Source records:
— BEGIN —

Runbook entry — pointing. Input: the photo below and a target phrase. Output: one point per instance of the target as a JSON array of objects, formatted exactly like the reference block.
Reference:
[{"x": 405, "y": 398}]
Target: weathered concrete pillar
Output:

— END —

TASK OBJECTIVE: Transcribe every one of the rows above verbatim, leaving each character unchanged.

RESULT OF THE EXERCISE:
Runbook entry — pointing. Input: the photo below and a target phrase. Output: one point per instance of the target as a JSON array of objects, formatted exactly like the reference block.
Reference:
[{"x": 405, "y": 398}]
Target: weathered concrete pillar
Output:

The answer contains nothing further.